## Task brief
Copy out word for word the stretch of the records below from the line containing "Pass-network tagging: label the heraldic" through the line containing "[(608, 233)]", with both of those lines included.

## Provided entries
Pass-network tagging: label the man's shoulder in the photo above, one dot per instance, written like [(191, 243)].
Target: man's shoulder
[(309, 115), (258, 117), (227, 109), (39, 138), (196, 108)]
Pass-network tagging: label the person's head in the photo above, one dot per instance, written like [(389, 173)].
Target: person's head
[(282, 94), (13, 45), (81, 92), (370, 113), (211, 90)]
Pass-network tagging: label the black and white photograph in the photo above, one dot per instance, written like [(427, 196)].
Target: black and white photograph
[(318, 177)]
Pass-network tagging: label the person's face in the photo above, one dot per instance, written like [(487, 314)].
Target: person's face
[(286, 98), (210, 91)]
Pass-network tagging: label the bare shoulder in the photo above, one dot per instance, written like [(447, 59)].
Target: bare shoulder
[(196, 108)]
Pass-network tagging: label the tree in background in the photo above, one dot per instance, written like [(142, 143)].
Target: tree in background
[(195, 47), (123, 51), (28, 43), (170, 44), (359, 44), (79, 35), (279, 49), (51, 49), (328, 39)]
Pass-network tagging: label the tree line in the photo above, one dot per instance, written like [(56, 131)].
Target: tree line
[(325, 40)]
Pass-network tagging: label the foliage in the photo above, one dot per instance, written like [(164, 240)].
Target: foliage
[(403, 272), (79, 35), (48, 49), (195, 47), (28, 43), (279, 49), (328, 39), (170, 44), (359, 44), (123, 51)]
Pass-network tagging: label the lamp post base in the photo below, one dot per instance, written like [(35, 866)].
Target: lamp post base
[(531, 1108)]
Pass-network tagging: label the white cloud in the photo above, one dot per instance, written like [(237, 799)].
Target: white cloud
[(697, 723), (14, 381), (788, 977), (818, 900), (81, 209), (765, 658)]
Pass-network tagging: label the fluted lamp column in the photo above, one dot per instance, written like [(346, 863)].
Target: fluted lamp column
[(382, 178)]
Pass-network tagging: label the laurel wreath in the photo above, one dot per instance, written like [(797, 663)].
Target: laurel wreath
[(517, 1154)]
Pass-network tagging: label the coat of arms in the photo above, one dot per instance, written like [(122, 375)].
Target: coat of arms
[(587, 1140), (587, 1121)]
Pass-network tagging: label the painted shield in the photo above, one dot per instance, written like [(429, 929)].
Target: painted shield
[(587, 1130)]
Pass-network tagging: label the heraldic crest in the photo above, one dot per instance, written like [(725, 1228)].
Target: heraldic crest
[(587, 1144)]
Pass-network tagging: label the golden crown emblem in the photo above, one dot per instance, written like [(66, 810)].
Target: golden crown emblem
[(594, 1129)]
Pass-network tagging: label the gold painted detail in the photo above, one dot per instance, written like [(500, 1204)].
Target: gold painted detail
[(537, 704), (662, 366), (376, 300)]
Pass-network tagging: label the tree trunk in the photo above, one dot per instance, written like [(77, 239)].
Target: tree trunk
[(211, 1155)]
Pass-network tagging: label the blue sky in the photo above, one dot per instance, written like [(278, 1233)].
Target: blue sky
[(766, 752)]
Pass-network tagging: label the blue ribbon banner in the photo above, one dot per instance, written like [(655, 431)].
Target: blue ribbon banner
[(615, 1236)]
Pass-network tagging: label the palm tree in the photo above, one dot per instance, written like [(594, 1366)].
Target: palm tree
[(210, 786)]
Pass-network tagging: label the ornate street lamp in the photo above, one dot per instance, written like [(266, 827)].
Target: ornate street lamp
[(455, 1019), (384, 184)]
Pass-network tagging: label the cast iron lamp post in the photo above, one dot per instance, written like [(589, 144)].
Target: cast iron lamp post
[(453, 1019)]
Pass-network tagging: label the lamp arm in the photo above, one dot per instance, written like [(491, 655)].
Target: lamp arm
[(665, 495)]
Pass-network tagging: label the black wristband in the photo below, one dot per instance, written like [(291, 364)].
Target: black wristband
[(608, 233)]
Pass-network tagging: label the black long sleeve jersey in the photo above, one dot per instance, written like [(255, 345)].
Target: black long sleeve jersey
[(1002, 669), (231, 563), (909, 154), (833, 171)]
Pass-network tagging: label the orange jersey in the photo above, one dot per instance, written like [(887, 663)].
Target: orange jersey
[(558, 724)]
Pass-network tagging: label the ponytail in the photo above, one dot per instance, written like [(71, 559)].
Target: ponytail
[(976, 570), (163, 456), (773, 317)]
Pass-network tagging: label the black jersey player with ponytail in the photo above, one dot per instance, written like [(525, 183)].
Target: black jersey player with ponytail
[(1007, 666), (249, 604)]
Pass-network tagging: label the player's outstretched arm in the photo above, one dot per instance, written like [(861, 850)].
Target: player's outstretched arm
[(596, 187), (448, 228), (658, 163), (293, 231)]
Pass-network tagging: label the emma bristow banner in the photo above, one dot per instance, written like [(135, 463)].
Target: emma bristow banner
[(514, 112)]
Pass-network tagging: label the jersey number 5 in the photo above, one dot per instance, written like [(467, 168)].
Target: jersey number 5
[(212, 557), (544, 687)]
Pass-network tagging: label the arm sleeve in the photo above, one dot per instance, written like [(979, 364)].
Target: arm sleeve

## Solution to the problem
Pass-network tagging: label the heraldic crest in the photo above, one dot per instance, written like [(725, 1228)].
Target: heraldic crest
[(587, 1144)]
Pass-network tagging: label the golden crown emblem in the photo above, one dot per instance, written like [(66, 810)].
Target: golden crown emblem
[(594, 1129)]
Pass-network tagging: label the gold painted detail in the photo above, one dot per instance, written like [(500, 1204)].
Target: gold painted detail
[(537, 704), (662, 366), (376, 300)]
Pass-network tagging: label the tree trunk in the photo above, one dot per instance, written like [(77, 239)].
Target: tree trunk
[(211, 1155)]
Pass-network tagging: label the blue sky in the photo above, one dot per instance, written like [(278, 1233)].
Target: blue sky
[(766, 752)]
Pass-network tagging: label the blue ribbon banner in the photo above, one dot per instance, written like [(655, 431)].
Target: blue ribbon banner
[(615, 1236)]
Pass-network tagging: label the palm tree in the photo above, one dot per instance, written like [(594, 1366)].
Target: palm tree
[(210, 786)]
Pass-network tagging: label the ornate street lamp in the photo above, one dot per instance, written like [(266, 827)].
Target: ornate street lamp
[(455, 1019), (384, 184)]
Pass-network tagging: label the cast iron lamp post in the photo above, one dot per instance, written like [(589, 144)].
Target: cast iron lamp post
[(453, 1019)]
Pass-network tagging: label the lamp arm in the photo above, one dot per instance, written like [(491, 655)].
Target: lamp arm
[(665, 495)]
Pass-network tagging: label the black wristband in the photo below, one dot per instance, written like [(291, 364)].
Target: black wristband
[(608, 233)]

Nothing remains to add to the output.